GOAL:
Copy the records from the line that has "target: <item>green shrub</item>" through the line that has "M 0 253 L 0 313 L 419 313 L 419 253 Z", and give only those lines. Keep every line in that span unchanged except for the outline coordinates, which you multiply by 2.55 and round to whole numbers, with halves rounded up.

RECORDS TO PROCESS:

####################

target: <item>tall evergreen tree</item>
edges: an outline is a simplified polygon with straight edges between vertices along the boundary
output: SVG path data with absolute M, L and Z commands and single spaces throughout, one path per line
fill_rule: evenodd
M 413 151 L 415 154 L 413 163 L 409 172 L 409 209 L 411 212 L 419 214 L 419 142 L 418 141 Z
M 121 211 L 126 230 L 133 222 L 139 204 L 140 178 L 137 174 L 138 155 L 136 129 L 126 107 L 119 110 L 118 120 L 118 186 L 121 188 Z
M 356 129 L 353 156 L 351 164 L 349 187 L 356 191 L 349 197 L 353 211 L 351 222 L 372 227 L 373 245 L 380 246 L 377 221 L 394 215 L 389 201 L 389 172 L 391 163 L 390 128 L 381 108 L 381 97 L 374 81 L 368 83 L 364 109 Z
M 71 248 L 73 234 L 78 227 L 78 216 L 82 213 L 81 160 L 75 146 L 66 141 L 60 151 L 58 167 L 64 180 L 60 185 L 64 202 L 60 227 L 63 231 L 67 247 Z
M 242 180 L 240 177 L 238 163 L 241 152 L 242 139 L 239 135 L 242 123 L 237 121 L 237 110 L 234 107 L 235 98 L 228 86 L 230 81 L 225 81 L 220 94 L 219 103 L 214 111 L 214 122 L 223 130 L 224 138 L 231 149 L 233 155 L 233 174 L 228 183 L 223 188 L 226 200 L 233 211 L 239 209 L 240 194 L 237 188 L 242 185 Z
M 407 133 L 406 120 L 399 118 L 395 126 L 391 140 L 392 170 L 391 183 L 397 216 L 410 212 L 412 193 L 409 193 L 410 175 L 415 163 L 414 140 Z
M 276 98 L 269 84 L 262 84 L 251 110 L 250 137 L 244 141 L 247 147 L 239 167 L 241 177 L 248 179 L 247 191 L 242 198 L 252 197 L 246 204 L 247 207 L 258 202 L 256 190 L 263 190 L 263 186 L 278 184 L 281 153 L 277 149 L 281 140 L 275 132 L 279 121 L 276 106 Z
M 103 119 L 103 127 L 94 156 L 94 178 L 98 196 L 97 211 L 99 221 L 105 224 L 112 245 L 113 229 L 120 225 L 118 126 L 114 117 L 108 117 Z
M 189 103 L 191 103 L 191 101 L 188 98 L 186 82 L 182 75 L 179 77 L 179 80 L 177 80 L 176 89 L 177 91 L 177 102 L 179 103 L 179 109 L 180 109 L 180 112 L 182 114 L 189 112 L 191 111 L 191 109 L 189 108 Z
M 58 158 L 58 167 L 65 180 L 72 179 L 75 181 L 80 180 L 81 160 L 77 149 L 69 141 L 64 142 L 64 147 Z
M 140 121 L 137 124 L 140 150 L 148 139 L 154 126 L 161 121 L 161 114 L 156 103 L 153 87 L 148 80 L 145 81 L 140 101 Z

####################

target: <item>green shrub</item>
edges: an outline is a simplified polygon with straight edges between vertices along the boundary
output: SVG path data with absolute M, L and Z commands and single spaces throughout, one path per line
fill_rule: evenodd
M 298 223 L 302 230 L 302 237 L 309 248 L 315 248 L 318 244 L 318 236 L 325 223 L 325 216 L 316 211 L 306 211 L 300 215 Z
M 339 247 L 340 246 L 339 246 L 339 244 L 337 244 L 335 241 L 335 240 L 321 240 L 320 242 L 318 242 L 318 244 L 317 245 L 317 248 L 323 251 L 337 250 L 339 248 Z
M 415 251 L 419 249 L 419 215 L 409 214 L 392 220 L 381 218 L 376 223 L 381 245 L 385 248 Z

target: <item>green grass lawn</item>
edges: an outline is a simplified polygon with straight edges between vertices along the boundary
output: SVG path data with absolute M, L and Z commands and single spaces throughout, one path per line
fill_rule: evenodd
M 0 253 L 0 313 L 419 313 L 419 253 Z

####################

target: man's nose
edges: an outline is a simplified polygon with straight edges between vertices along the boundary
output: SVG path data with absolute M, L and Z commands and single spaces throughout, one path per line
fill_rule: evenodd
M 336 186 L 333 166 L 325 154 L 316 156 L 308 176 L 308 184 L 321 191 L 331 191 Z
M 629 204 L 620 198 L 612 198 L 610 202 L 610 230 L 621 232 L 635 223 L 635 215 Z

####################

FULL ANSWER:
target: <item>green shrub</item>
edges: an outline is a simplified polygon with straight edges between vertices along the boundary
output: SVG path data with absolute M, L and Z commands and single spaces throughout, one path per line
fill_rule: evenodd
M 760 569 L 770 587 L 770 604 L 788 632 L 803 632 L 811 622 L 811 602 L 829 569 L 829 551 L 806 538 L 780 538 L 765 548 Z
M 864 630 L 867 627 L 864 627 L 864 622 L 859 622 L 854 615 L 854 612 L 819 612 L 816 617 L 811 617 L 811 622 L 808 625 L 808 632 L 824 640 L 859 638 L 864 632 Z
M 1058 640 L 1068 635 L 1068 548 L 1043 546 L 1000 561 L 972 556 L 959 569 L 972 625 L 982 632 Z

target: <item>green grass lawn</item>
edges: an outline is a simplified polygon with straight edges between vertices along the boundary
output: SVG path data with absolute M, L and Z commands and single spaces throughout, one path per line
fill_rule: evenodd
M 0 645 L 0 798 L 1068 798 L 1068 645 Z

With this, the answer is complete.